Dataset content —
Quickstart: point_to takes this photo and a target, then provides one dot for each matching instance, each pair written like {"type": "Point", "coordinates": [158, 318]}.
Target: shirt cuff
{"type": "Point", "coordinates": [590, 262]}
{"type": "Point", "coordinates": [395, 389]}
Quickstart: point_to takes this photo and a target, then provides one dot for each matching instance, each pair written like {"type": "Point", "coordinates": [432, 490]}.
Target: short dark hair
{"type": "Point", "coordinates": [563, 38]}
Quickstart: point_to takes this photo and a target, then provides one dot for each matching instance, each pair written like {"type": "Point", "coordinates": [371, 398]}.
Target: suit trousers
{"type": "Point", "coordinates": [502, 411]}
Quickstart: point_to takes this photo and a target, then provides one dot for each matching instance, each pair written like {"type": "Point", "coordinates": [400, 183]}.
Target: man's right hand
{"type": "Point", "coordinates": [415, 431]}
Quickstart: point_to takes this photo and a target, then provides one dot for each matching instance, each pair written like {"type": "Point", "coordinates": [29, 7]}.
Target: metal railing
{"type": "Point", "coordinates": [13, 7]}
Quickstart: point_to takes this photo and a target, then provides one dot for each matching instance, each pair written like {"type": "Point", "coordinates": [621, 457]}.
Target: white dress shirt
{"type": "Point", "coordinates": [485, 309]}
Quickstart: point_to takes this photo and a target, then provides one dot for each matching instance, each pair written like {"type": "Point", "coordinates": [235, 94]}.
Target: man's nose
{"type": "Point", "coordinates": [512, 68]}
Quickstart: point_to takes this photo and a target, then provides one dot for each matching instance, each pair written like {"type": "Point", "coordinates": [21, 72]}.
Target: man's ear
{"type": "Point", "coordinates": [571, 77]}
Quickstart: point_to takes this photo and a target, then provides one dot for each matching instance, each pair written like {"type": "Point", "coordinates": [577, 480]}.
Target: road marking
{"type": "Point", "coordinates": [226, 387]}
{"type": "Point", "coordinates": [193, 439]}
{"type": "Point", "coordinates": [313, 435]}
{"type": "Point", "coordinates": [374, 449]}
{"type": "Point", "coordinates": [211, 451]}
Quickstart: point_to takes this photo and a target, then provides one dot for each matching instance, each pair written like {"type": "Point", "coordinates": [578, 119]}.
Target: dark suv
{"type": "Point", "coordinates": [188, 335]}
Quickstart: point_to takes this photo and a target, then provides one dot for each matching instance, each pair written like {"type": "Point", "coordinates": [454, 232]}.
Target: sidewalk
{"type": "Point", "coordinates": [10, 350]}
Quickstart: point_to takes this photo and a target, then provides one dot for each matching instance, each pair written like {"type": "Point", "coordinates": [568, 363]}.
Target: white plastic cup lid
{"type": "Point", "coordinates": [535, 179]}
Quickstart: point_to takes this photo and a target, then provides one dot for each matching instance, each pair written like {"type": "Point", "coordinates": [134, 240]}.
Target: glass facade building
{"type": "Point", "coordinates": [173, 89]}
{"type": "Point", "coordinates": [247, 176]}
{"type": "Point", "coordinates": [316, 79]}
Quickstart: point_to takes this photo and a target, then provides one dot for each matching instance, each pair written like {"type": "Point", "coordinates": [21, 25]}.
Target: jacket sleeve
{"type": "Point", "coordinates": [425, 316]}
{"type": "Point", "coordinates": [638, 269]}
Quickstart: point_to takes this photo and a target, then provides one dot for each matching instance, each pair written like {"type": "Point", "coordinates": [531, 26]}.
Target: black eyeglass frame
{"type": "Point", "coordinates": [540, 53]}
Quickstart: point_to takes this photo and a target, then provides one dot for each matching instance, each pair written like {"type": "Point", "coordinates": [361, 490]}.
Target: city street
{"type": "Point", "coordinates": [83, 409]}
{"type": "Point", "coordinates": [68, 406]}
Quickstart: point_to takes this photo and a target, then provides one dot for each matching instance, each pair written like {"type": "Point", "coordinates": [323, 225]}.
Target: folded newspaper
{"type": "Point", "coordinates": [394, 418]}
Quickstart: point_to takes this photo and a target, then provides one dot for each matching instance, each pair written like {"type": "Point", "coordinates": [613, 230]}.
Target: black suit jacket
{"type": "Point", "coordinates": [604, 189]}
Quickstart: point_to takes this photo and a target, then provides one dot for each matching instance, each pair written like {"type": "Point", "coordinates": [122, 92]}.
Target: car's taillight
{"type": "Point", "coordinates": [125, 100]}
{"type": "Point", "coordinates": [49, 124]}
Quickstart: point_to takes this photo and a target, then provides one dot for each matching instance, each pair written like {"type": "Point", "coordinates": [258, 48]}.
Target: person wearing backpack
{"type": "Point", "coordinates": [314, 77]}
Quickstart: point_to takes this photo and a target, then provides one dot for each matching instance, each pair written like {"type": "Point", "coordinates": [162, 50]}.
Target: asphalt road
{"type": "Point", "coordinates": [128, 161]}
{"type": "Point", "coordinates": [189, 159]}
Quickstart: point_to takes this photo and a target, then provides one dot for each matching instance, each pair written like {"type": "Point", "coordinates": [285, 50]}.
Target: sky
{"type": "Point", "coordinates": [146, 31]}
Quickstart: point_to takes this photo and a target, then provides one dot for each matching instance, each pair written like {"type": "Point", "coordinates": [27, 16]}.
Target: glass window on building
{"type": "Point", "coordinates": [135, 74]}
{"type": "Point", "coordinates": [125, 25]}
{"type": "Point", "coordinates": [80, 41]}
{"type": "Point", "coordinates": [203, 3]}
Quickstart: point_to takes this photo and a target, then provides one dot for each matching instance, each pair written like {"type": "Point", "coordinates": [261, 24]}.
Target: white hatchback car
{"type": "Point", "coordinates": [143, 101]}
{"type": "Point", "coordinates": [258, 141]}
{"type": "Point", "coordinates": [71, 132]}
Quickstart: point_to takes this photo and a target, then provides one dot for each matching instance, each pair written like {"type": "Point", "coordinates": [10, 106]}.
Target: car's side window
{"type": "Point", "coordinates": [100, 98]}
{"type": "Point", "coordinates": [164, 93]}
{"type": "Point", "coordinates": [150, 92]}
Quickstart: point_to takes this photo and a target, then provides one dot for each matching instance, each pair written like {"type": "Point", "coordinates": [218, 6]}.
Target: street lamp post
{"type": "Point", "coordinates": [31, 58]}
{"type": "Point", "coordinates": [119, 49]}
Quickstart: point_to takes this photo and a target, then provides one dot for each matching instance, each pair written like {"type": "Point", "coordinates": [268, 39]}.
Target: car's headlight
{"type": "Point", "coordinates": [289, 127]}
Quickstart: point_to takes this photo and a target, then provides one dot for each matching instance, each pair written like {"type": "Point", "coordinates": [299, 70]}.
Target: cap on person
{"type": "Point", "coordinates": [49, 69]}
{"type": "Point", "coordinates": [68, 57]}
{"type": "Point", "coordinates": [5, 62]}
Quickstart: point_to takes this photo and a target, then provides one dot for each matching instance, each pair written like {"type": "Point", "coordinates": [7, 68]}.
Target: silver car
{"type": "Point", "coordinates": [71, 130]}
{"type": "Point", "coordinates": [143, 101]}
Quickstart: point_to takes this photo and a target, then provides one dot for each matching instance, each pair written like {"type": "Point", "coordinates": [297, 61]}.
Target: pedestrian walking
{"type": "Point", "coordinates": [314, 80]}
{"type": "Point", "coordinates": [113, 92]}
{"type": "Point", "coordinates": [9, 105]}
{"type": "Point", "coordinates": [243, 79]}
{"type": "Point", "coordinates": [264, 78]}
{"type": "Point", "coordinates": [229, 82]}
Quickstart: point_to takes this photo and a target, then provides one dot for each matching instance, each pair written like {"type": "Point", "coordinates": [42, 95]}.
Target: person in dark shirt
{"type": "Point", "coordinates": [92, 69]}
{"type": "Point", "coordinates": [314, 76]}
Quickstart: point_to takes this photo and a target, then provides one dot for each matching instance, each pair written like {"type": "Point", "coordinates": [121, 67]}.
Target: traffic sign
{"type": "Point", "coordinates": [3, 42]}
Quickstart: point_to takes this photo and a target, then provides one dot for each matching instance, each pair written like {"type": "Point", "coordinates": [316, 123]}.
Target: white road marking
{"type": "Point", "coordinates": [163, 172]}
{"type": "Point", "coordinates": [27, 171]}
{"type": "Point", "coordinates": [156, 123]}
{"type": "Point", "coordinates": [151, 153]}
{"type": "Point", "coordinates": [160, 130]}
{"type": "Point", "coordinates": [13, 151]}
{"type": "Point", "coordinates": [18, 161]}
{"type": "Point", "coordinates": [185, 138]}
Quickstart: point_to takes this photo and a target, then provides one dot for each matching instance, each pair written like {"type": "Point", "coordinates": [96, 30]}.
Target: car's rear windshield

Task — From the entries above, keep only the lines that contain the word "black", copying each one in full. Case counts, so match the word's capitalization exactly.

Response below —
Target: black eyeglass frame
Target: black suit jacket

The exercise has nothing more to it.